■ EXERCICE PROPOSÉ ■
Imprimez à l'identique le passage du texte sur l'apprentissage moteur qui s'ouvre sur les mots contenant « 3.- Le rôle » et se clôt sur « de la motricité. ».
··· BLOC DE TEXTE
2.- Le comportement moteur est conçu comme piloté par des connaissances.
L'apprentissage moteur est par conséquent sous-tendu par l'acquisition de
ces connaissances. Le recours à la verbalisation, à l'explicitation est
massif, et devient un passage obligé du processus d'apprentissage. L'élève
doit comprendre, et la réussite effective ne constitue qu'un moyen d'étayer
cette compréhension ou la conséquence d'une compréhension antérieure.
3.- Le rôle de l'exercice et de la répétition sont minorés. L'important est
d'assurer une résolution cognitive rapide du problème auquel on confronte
les élèves. La compréhension est donc supposée permettre un apprentissage
par insight, c'est-à-dire une modification immédiate et stable du
comportement.
Les développements actuels de la théorie des systèmes dynamiques, dans le
domaine de la motricité et de l'apprentissage moteur, sont à même de
renouveler profondément ces conceptions. Parfois évoquée, rarement
maîtrisée, l'approche dynamique est la cible de maints fantasmes, y compris
de la part de chercheurs en STAPS. Elle est notamment souvent décrite comme
une théorie mécaniciste, niant tout rôle à la sphère cognitive (et
notamment des représentations) dans le contrôle de la motricité.
L'objectif de cet article est de dépassionner ce débat, de présenter le
plus clairement possible les fondements de l'approche dynamique de
l'apprentissage et du contrôle moteur, et d'envisager en quoi cette
approche peut rendre compte des situations réelles d'enseignement ou
d'entraînement. Du fait de la relative jeunesse de la recherche dans ce
champ, ces perspectives d'application resteront limitées, mais nous les
croyons porteuses d'une rénovation profonde des conceptions et des
pratiques en matière d'enseignement. Rassurons d'entrée le lecteur: les
implications pratiques d'une théorie de l'apprentissage ne sauraient guère
que redécouvrir ce qu'intuitivement les enseignants et entraîneurs
expérimentés ont mis en lumière. L'approche dynamique ne va pas générer des
procédures révolutionnaires, inédites. Par contre, elle peut proposer une
nouvelle manière de penser l'apprentissage moteur, et remettre en
perspective un certain nombre d'errances qui traversent actuellement le
discours didactique en EPS.
······
··· ENTRÉES FOURNIES
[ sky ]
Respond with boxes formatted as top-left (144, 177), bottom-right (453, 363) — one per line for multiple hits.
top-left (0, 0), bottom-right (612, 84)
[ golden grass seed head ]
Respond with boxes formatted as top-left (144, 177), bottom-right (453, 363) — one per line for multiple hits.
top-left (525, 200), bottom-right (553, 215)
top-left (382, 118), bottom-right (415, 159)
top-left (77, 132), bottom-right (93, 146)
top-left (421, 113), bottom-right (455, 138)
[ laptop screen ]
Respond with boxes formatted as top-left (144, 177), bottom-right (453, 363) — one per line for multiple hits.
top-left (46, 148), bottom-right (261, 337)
······
··· ENTRÉES FOURNIES
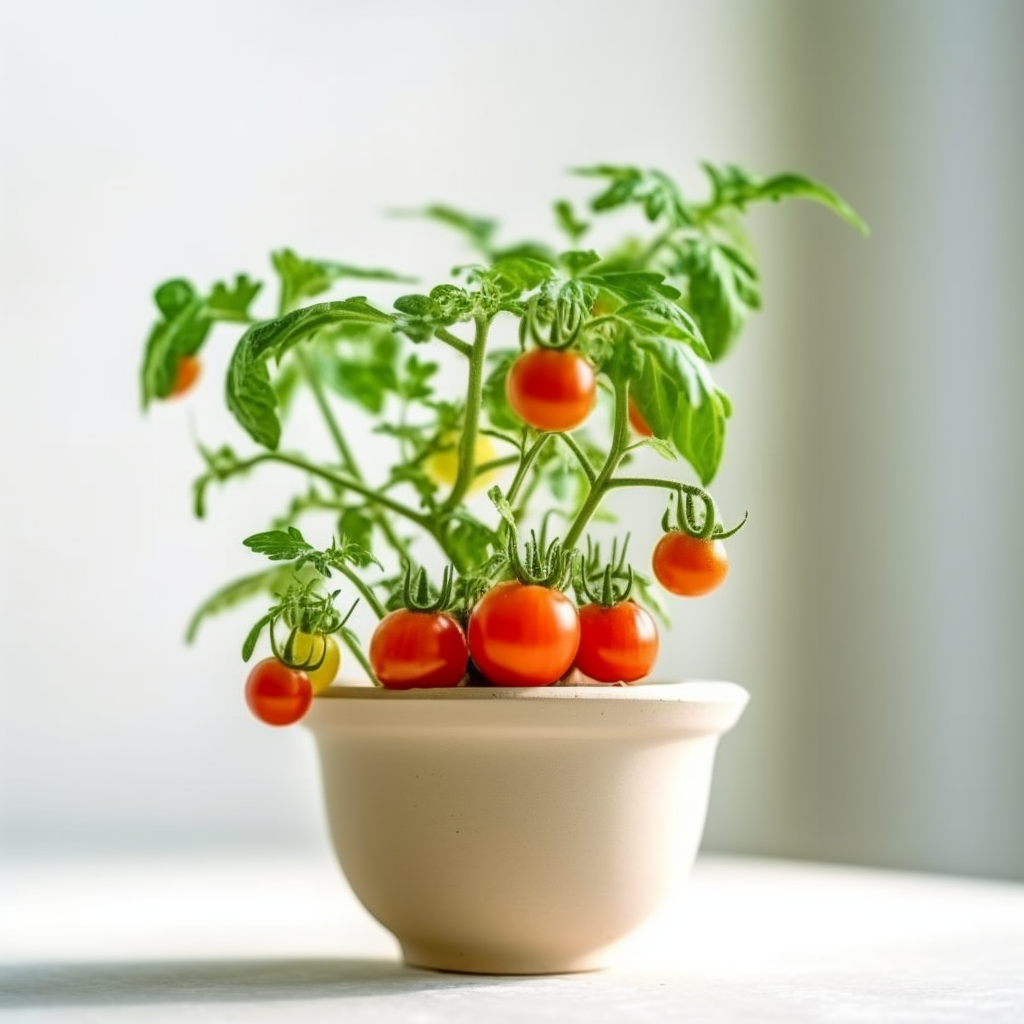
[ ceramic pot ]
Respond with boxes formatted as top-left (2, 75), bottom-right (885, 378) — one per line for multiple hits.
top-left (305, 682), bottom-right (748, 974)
······
··· ENTRÉES FOURNIES
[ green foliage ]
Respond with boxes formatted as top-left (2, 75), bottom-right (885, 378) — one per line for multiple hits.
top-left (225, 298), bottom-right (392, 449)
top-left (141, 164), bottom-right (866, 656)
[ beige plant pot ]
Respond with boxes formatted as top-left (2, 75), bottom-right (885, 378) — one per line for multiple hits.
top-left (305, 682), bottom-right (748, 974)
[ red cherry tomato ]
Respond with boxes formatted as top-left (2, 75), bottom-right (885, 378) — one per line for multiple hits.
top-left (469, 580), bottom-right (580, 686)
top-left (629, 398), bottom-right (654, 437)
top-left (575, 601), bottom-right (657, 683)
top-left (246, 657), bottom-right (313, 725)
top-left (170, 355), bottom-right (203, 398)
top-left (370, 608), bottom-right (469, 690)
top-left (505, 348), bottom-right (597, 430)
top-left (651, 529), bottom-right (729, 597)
······
■ RÉPONSE ATTENDUE ■
3.- Le rôle de l'exercice et de la répétition sont minorés. L'important est
d'assurer une résolution cognitive rapide du problème auquel on confronte
les élèves. La compréhension est donc supposée permettre un apprentissage
par insight, c'est-à-dire une modification immédiate et stable du
comportement.
Les développements actuels de la théorie des systèmes dynamiques, dans le
domaine de la motricité et de l'apprentissage moteur, sont à même de
renouveler profondément ces conceptions. Parfois évoquée, rarement
maîtrisée, l'approche dynamique est la cible de maints fantasmes, y compris
de la part de chercheurs en STAPS. Elle est notamment souvent décrite comme
une théorie mécaniciste, niant tout rôle à la sphère cognitive (et
notamment des représentations) dans le contrôle de la motricité.